[The data Boundary: Start]
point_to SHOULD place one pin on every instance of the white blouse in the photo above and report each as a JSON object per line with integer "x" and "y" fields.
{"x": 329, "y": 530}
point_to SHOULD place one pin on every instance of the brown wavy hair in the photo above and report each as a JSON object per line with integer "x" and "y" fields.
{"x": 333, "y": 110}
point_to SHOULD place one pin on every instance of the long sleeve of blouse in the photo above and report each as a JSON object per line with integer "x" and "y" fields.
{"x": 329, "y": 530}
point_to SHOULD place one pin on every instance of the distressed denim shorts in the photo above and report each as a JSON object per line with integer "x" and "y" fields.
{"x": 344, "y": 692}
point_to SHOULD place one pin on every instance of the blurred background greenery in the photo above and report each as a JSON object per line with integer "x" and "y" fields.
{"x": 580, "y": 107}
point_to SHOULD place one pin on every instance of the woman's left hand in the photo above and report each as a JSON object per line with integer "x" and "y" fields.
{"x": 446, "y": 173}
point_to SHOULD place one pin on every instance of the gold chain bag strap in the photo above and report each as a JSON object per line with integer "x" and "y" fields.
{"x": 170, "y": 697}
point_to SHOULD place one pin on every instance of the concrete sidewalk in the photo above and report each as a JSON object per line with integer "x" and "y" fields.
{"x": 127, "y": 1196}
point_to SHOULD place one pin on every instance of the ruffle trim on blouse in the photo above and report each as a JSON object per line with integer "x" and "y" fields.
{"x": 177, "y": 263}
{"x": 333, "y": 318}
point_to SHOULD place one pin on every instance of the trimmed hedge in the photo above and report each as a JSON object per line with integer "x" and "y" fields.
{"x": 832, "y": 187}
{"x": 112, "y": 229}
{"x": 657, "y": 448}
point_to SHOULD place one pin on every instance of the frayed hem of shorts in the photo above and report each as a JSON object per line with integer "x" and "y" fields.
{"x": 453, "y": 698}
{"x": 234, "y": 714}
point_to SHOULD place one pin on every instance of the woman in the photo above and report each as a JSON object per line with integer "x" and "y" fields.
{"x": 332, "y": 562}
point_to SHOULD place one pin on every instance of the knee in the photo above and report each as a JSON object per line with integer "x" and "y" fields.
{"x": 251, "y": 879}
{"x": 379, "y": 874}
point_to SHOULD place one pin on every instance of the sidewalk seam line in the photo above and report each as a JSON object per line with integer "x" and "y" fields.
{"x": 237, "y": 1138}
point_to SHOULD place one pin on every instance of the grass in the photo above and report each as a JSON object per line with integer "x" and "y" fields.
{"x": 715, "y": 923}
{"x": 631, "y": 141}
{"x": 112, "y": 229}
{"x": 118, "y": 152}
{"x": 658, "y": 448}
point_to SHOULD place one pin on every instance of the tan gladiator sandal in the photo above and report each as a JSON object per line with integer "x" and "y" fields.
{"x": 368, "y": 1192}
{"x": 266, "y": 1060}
[The data Boundary: End]
From the line holding "point_to SHOULD place one pin on every instance of the knee" through the last line above, reproduce each line exactly and add nothing.

Solution
point_to SHOULD place one pin on every instance of the knee in the photo above and report each as a JSON object per line with integer "x" and "y" fields.
{"x": 251, "y": 879}
{"x": 379, "y": 874}
point_to SHOULD place one pin on every instance of the sidewalk seam line in the photo above and report each as a JSON object per line with integer "x" and "y" fields.
{"x": 237, "y": 1138}
point_to SHOULD place one pin on every instance of the grass in the photo above and report each as a JSON object per line with integer "x" and "y" fields.
{"x": 715, "y": 923}
{"x": 631, "y": 141}
{"x": 112, "y": 229}
{"x": 118, "y": 152}
{"x": 658, "y": 448}
point_to SHOULD place one pin on every instance of the tan gladiator sandal in the photo above and report each as a JSON object per line with integer "x" and "y" fields.
{"x": 368, "y": 1192}
{"x": 266, "y": 1060}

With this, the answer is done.